Your goal. Scan the entries below and tally the lines that include "dune". Return nothing but the tally.

+++ Available data +++

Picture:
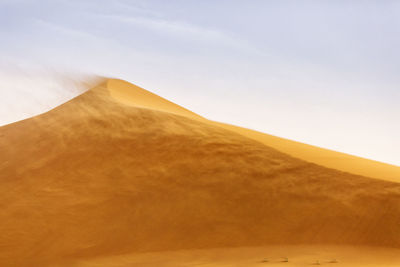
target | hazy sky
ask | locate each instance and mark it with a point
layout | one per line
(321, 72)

+++
+++ Available data +++

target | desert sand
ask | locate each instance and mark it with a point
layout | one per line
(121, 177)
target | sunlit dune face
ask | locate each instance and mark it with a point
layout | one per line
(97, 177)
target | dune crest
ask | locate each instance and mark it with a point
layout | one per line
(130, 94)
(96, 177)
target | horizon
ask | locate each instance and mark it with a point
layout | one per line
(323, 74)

+++

Output for this exercise. 2